- _Input for this task_:
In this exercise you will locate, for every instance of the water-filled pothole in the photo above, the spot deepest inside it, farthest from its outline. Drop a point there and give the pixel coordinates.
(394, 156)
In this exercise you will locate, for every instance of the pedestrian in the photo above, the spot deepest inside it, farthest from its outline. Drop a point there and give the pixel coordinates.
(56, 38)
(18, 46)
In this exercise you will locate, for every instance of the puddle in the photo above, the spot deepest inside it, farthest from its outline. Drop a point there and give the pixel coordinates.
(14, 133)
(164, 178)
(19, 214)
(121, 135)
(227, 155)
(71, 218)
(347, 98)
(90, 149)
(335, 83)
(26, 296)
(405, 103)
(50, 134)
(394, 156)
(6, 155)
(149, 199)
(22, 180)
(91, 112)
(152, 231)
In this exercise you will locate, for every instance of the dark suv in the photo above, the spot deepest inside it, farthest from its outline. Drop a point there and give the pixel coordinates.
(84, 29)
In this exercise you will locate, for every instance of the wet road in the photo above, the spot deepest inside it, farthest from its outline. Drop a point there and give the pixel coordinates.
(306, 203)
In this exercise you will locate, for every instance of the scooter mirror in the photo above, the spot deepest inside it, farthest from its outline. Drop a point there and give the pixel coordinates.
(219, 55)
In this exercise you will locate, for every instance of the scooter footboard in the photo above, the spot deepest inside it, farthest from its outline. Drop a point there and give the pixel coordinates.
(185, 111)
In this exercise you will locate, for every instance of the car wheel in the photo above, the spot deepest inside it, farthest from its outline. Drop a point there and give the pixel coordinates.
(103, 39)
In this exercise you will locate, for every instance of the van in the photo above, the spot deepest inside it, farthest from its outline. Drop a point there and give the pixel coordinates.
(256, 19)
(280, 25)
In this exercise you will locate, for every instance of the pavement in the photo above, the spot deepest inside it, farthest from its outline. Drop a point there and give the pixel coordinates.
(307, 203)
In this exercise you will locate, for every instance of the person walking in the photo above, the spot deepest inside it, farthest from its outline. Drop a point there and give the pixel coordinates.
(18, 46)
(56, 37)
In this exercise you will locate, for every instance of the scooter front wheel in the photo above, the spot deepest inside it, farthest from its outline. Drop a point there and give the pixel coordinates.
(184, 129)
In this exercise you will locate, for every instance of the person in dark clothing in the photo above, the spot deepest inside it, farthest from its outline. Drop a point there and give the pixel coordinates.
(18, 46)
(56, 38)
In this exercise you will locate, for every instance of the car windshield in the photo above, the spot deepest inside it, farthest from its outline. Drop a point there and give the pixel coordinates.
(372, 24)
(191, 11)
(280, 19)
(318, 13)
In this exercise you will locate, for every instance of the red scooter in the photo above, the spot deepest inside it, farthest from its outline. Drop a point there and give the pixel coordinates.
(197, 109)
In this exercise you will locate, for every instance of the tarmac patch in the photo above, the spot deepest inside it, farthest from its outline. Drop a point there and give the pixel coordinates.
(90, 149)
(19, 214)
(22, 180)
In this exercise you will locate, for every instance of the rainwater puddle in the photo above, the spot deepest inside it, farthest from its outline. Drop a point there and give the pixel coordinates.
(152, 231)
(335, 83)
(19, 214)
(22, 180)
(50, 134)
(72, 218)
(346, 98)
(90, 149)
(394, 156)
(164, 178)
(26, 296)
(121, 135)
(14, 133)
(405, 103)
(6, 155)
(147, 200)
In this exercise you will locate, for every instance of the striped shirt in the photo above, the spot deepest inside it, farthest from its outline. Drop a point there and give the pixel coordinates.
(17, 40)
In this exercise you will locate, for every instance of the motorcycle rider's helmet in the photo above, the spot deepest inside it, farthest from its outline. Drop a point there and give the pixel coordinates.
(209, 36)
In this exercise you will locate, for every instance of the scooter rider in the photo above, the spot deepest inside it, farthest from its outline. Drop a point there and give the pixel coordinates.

- _What to produce_:
Repeat the data in its entirety, exactly as written.

- _Written answer_:
In this exercise you will locate, for every instance of the water-filled pothole in the photo above, the spot deepest inside it, farthest from its outline. Drop a point there and give the pixel coordinates.
(394, 156)
In this exercise you will locate, for every instance of the pedestrian in the photo above, the spot deepest inside it, farthest from its outline. Drop a point there and give the pixel coordinates.
(56, 38)
(18, 46)
In this exercise you will locate, for every instance of the puddle in the photo above, the spot deepest inside it, farthest from its outline. Drop a point there and give the pixel coordinates.
(14, 133)
(164, 178)
(19, 214)
(121, 135)
(227, 155)
(71, 218)
(347, 98)
(90, 149)
(335, 83)
(26, 296)
(405, 103)
(50, 134)
(394, 156)
(6, 155)
(149, 199)
(22, 180)
(91, 112)
(152, 231)
In this exercise you will locate, for every instance of the dark suv in the photo above, the spot deepest inside it, farthest from its outline. Drop a point there and give the pixel coordinates.
(84, 29)
In this exercise you will locate, for every instance of the wet road in the photo above, the spot deepest inside it, farthest from its outline. Drop a point there and give the pixel coordinates.
(306, 203)
In this exercise you will locate, for every instance of the scooter mirror in the photo above, the spot deepest inside it, farthest from its outline. Drop a point there and give the pixel coordinates.
(219, 55)
In this exercise you will locate, for every instance of the scooter footboard in the photo above, the spot deepest inside it, farthest from its outline. Drop a point there and give the pixel coordinates.
(185, 111)
In this exercise you will locate, for every instance of the car wheel in the photo above, the spot deepest inside it, farthest from its outline. Drop a point there and give the pixel coordinates.
(103, 39)
In this exercise you will locate, for every instance of the van in the photo above, the spot deepest inside it, farthest from its outline. Drop a point there and give the pixel coordinates.
(256, 19)
(280, 25)
In this exercise you will locate, for every instance of the pavement in the photo above, the spot deepest inside it, farthest from its outline. Drop a point there and give the pixel coordinates.
(307, 203)
In this exercise you will locate, for every instance of the person walking in the photo above, the spot deepest inside it, farthest from its outline. Drop a point there and give the pixel coordinates.
(18, 46)
(56, 37)
In this exercise you will locate, for every instance of the scooter front wheel in the photo above, the spot deepest inside it, farthest from its outline. Drop a point there and give the pixel coordinates.
(184, 129)
In this exercise you will locate, for every instance of the person in dark clothing in the photo above, the spot deepest inside it, farthest from its outline. Drop a point there and give the pixel coordinates.
(18, 46)
(56, 38)
In this exercise you will locate, for every instance of the car windshield in the photo above, the spot deepest inside it, farthest from its outline. Drop a point there and give the pixel coordinates.
(372, 24)
(191, 11)
(280, 19)
(318, 13)
In this exercise you will locate, for every instance of the red scooter in the photo above, the spot deepest inside it, farthest from its outline. Drop a point there and give the pixel coordinates.
(197, 109)
In this exercise you will locate, for every instance of the tarmac patch in the photo above, the spot deepest inside it, farthest from its outline. Drop a point there and give the pixel coordinates.
(90, 149)
(19, 214)
(22, 180)
In this exercise you will locate, for every instance of the rainwater puddle in the photo above, the spot deepest inside it, farthest from its outline. Drop a point there and give the pixel coordinates.
(152, 231)
(335, 83)
(19, 214)
(22, 180)
(50, 134)
(72, 218)
(346, 98)
(90, 149)
(394, 156)
(164, 178)
(26, 296)
(121, 135)
(14, 133)
(405, 103)
(6, 155)
(147, 200)
In this exercise you will locate, for every instance of the striped shirt in the photo above, the spot deepest inside it, farthest from its outline. Drop a point there and give the pixel coordinates.
(17, 40)
In this exercise you will locate, for every instance of the motorcycle rider's helmet in the photo above, the spot deepest inside it, farthest from its outline. Drop a point there and give the pixel coordinates.
(209, 36)
In this exercise you will locate, for every instance of the scooter rider in the photo above, the spot deepest inside it, farthest from its outline. Drop a point there and give the pixel coordinates.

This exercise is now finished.